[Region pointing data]
◆ ◆ ◆ ◆ ◆ ◆ ◆
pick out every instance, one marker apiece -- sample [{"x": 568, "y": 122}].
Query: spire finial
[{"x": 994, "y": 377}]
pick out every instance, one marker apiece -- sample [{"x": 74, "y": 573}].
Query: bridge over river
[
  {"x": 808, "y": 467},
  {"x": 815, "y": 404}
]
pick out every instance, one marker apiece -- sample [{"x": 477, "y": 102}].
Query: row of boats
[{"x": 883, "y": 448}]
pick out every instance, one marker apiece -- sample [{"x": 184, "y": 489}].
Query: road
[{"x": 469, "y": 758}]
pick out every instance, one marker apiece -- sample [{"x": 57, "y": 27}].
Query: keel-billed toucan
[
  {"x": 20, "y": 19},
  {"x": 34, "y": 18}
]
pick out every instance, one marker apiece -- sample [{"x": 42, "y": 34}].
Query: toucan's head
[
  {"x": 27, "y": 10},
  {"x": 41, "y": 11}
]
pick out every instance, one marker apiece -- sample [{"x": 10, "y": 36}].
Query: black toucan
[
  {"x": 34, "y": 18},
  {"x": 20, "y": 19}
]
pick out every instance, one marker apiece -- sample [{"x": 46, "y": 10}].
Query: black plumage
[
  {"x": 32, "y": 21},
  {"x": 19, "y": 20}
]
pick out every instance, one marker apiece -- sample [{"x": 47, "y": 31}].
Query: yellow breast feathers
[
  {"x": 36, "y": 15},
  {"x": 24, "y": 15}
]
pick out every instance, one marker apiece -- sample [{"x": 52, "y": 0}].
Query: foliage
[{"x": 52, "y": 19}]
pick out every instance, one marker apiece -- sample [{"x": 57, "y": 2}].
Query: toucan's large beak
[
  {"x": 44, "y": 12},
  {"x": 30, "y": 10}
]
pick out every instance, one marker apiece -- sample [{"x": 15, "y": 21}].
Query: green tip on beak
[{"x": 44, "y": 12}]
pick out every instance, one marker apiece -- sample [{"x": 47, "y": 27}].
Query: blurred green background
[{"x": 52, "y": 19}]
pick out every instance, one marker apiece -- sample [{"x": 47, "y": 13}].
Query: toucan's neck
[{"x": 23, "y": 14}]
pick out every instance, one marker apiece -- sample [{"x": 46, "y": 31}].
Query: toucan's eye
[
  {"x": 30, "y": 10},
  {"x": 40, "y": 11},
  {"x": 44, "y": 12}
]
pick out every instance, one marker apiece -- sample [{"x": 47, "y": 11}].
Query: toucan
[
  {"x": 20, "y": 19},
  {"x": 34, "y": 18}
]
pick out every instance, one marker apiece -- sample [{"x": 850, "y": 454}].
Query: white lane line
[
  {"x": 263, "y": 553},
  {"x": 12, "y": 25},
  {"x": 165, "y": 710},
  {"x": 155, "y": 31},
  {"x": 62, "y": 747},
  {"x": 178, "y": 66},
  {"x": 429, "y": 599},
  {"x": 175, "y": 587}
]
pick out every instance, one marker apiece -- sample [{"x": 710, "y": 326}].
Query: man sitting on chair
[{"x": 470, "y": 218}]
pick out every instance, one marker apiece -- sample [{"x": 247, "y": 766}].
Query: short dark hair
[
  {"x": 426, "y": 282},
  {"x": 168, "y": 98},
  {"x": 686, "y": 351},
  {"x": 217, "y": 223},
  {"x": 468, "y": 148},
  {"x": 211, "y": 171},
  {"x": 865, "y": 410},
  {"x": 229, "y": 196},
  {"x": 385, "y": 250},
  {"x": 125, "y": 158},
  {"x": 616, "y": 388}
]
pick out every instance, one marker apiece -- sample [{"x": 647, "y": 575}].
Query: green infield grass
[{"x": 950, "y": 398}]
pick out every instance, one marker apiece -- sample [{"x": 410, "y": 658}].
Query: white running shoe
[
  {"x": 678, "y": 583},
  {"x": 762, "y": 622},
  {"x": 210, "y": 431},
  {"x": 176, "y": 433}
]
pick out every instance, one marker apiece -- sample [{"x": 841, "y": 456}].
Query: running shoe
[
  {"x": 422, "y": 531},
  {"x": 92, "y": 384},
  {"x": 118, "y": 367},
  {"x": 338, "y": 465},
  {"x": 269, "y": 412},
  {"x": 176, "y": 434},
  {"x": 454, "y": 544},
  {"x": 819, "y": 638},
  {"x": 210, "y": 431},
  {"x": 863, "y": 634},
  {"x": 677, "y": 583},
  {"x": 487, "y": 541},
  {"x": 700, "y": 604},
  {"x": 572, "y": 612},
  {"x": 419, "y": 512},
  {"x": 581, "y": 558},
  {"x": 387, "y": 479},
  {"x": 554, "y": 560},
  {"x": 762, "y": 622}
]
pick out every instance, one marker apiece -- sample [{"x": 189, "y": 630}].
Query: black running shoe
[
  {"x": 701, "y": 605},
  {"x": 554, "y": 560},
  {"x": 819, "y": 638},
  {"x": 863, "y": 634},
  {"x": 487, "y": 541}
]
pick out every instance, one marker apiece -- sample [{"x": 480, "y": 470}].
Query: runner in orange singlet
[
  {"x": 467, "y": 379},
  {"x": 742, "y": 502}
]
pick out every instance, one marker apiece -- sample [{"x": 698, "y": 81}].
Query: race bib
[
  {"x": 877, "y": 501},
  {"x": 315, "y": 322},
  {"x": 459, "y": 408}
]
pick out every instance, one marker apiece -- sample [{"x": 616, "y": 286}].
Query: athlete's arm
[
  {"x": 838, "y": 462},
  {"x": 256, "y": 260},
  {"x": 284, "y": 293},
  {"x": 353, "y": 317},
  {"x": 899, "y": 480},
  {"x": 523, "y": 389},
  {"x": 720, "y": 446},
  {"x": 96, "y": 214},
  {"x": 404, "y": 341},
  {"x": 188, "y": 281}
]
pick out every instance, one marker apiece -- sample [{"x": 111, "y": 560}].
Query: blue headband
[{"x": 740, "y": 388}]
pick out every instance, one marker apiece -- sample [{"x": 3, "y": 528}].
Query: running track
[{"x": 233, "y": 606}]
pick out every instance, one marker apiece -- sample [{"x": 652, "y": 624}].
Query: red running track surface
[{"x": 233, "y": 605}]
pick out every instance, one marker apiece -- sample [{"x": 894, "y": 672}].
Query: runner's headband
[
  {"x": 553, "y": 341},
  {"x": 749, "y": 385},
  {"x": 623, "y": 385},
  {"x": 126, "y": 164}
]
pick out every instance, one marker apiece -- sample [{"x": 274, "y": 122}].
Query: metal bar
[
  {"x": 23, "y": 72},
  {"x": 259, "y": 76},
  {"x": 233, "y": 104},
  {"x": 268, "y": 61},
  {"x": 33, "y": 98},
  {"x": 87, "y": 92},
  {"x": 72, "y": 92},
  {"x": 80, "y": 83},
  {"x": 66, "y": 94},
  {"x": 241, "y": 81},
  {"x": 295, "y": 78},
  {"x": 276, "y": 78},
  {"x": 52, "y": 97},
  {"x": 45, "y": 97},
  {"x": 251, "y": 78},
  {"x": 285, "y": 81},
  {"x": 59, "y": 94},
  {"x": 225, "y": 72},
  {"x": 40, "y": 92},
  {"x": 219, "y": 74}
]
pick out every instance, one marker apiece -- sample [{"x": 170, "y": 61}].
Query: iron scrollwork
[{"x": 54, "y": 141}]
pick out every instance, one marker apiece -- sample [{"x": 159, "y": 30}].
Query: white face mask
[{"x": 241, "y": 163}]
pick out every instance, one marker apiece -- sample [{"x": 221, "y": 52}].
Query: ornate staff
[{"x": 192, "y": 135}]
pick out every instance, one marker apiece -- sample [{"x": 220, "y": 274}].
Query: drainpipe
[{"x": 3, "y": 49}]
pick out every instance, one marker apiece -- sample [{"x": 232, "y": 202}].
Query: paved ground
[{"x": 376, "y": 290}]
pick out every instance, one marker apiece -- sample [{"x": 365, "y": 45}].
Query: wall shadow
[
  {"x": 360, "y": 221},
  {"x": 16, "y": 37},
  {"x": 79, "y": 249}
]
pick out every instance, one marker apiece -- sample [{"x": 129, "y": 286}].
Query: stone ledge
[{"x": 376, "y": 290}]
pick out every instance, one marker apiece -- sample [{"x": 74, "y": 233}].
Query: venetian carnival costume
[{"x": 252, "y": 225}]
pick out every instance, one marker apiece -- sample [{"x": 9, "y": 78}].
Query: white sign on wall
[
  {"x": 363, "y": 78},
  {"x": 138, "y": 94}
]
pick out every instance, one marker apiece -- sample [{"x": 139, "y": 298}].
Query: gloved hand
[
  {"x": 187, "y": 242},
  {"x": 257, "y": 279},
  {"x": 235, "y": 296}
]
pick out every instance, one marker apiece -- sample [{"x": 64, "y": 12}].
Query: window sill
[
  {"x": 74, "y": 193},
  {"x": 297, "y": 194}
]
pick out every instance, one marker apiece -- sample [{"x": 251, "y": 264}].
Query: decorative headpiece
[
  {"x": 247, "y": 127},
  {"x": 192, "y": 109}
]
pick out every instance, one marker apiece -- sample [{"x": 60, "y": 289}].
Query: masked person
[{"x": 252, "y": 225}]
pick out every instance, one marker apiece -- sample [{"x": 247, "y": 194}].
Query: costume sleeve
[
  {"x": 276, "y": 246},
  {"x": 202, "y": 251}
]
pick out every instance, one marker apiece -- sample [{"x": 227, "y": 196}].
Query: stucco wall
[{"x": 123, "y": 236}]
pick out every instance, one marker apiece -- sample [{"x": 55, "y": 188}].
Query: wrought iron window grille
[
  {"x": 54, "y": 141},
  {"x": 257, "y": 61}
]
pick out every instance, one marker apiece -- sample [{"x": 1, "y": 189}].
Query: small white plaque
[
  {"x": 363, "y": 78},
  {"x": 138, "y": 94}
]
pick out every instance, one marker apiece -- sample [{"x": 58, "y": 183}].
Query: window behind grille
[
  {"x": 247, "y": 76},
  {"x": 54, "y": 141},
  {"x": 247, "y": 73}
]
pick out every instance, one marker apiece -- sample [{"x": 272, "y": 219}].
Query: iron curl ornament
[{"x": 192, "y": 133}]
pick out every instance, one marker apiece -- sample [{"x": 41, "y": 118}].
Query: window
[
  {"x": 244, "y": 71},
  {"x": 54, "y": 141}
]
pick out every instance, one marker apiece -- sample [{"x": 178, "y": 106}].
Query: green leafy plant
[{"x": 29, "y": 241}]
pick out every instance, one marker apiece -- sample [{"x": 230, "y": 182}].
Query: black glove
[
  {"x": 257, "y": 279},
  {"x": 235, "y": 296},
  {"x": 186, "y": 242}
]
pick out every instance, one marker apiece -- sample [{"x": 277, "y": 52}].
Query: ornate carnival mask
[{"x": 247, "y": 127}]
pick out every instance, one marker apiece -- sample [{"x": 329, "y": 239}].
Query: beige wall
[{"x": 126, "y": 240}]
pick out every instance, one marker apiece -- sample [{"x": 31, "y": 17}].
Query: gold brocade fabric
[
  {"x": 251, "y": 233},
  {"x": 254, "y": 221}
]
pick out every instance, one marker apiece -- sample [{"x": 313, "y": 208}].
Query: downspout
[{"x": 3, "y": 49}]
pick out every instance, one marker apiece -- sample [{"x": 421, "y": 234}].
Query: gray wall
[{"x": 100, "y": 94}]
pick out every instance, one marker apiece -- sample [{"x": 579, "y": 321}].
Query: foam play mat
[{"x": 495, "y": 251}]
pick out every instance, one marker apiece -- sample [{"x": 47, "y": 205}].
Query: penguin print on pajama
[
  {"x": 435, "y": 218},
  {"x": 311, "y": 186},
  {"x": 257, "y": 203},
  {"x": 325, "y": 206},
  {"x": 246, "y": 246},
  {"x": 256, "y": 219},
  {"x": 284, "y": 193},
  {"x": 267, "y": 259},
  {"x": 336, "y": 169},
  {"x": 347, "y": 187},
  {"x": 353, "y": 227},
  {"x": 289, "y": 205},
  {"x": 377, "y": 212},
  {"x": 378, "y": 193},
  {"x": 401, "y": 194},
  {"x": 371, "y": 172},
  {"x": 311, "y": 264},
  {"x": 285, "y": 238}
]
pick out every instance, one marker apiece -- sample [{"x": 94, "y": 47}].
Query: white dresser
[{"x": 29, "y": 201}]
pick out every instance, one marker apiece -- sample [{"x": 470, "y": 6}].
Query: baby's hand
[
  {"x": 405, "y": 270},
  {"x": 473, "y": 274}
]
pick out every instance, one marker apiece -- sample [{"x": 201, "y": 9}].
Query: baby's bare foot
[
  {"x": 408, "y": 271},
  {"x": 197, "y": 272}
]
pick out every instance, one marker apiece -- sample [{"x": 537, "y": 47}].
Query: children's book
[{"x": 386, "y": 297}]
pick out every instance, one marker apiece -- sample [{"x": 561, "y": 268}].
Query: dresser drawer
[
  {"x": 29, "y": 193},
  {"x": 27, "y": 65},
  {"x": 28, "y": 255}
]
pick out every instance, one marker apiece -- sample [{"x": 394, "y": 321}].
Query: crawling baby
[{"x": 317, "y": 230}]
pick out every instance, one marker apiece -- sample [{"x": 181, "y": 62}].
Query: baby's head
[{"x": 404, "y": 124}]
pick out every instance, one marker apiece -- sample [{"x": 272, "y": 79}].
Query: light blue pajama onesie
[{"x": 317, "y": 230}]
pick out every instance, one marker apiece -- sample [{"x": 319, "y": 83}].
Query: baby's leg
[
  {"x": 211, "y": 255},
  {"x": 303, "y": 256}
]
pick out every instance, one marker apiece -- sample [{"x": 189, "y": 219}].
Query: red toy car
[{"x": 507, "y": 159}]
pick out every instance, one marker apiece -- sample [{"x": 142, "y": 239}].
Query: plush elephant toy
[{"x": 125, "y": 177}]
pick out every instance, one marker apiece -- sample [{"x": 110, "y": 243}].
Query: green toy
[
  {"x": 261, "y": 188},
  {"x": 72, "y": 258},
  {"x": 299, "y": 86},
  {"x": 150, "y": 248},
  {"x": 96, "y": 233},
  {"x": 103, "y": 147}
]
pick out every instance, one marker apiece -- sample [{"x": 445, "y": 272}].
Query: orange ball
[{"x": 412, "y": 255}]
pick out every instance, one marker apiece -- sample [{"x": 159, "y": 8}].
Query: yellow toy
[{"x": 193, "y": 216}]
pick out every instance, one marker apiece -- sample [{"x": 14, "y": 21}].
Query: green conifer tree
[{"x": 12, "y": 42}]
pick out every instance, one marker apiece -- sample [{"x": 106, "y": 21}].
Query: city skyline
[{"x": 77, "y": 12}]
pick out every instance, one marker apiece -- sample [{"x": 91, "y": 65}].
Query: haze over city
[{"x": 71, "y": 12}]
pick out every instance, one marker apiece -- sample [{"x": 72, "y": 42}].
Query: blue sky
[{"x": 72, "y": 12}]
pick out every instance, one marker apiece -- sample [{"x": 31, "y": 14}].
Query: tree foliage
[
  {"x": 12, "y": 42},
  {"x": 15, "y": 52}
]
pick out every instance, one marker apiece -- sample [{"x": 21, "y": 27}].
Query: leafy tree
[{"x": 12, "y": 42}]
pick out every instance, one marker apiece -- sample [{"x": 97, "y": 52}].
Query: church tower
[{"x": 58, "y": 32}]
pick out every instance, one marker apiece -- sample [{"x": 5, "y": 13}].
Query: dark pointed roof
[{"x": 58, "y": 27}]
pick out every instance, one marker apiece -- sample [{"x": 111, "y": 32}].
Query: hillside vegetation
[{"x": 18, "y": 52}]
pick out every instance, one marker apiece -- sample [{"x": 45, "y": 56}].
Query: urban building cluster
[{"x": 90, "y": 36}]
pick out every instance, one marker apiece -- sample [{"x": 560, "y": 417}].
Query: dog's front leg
◆ ◆ ◆ ◆ ◆ ◆ ◆
• _Task brief_: Here the answer is the exact run of lines above, from the line with "Query: urban building cluster" down to the last, and nothing else.

• _Response to the exercise_:
Query: urban building cluster
[{"x": 90, "y": 36}]
pick out every instance, one marker apiece -- sample [{"x": 560, "y": 417}].
Query: dog's front leg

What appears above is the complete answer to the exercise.